Okuma metni –

MÜZİSYENLİK BİR MEŞREPTİR!
Gerçek müzisyenliği biraz açabilir misiniz?
Eğitim alıp bir marangoz olabilirsiniz. Bir avukat veya savcı olabilirsiniz. Lütfen yanlış anlaşılmasın ama kuru bir eğitim ile gerçek bir müzisyen olamazsınız. Zira müzisyenlik bir meslek değildir. Müzisyenlik bir meşreptir!
Babanız ayrıca enstrüman yapıyordu. Hangi enstrümanları yapıyordu?
Babam Bendir, Tef, Kudüm, Bongo, Testi darbuka, asma davul, ritim aletleri yapıyordu. Ayrıca babam benim haricimde bunların yapılışını da kimseye öğretmedi. Ailede sadece bana öğretti. Bu saydığım enstrümanların hepsini ben de yapmayı yani üretmeyi biliyorum.
Abinizin de bestekar ve iyi bir müzisyen olduğunu biliyoruz, değil mi?
Evet abim Gürhan Karakiraz İzmir Türk Dünyası Dans Topluluğunda Keman Sanatçısıdır ve Türkiye Cumhuriyetinde şu an da yaşayan en iyi bestekarlardan birisidir abim.
Babanızın size bıraktığı en önemli maneviyat nedir. Çünkü babanız büyük bir sanatçıymış gerçekten de Size ne bıraktı?
Türkiye’nin neresine giderseniz gidin İrfan Karakirazın oğlu olduğumu öğrendiklerinde inanılmaz derin bir saygı ile karşılaşmam. Her çocuk için babası bir kahramandır. Benim için babam gerçek bir kahramandı.

Yapılacak görevler –
[a] Müzisyenlik söyleşisine göre konuşanın abisi Gürhan Karakiraz hangi toplulukta keman sanatçısıdır?
[b] Müzisyenlik söyleşisini son cümlesinden sonrasıyla sürdürün.
Kayıtlar başka bir kaynaktan alınmıştır.

Veri alıntıları –

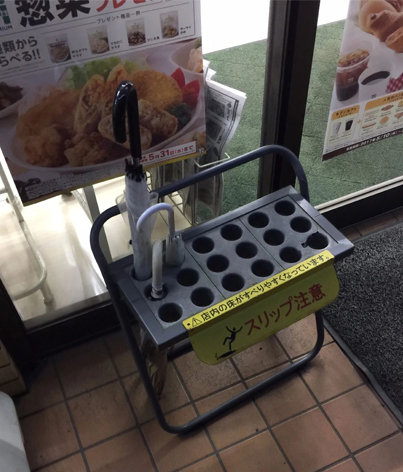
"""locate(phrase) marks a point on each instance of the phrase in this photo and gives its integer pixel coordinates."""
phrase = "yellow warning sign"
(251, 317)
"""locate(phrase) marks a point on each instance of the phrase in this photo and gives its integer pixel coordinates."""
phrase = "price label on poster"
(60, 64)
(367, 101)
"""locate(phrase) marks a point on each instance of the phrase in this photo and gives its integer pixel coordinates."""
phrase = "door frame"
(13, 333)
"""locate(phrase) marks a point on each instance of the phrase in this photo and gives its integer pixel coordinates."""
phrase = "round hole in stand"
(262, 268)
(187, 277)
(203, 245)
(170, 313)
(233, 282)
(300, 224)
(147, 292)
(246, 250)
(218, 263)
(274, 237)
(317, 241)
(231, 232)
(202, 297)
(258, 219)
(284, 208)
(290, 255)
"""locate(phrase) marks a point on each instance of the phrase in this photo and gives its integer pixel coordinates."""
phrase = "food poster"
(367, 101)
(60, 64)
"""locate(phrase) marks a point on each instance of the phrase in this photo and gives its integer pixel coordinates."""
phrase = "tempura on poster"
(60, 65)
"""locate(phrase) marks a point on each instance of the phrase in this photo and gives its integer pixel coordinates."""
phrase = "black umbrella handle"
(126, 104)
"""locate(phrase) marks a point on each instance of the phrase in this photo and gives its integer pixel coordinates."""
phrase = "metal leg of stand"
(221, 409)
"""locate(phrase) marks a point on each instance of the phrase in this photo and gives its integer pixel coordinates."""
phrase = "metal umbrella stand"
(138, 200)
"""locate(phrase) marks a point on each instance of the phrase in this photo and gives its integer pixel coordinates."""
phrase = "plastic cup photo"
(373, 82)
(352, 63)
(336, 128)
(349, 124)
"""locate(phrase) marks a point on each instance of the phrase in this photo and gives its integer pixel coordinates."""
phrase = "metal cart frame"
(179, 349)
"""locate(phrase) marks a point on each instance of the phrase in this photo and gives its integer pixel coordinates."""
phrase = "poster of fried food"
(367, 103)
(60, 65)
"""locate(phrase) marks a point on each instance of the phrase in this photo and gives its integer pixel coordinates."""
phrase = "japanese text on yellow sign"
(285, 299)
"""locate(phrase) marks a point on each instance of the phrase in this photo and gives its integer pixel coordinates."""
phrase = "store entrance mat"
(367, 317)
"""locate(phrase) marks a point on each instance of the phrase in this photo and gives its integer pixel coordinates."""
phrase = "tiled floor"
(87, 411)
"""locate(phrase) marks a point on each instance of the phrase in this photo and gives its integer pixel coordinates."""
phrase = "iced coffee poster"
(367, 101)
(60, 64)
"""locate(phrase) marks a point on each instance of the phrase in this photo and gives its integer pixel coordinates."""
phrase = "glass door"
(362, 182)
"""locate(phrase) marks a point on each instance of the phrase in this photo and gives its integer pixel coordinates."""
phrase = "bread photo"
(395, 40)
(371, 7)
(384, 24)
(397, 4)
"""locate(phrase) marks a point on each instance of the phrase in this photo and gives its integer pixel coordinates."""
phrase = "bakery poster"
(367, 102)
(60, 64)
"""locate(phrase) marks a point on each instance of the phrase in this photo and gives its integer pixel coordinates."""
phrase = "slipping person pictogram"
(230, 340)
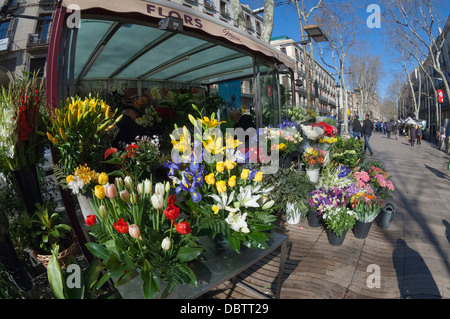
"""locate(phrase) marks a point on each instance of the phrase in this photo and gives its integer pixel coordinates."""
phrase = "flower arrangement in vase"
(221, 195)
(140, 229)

Alıştırma cevapları –
[a] İzmir Türk Dünyası Dans Topluluğunda.

[b]
Babamın bize en büyük nasihatı Mehmeh Akif Ersoy'un ifadesiyle "Allah’a Dayan Sa’ye Sarıl, Hikmete Râm Ol. Yol Varsa Budur Bilmiyorum Başka Çıkar Yol." Babamın bize nasihat olarak söylediği en büyük nasihat ve maneviyet budur. Bizde babam'ın bu maneviyatını yaşamımızda daima temel prensip olarak hayatımızın merkezinde tutmaya çalıştık. Bu temel yaşam prensipleri babam'ın bize bıraktığı en büyük manevi mirastır.
Babanız hangi şanatçılarla çalıştı biraz bahseder misiniz?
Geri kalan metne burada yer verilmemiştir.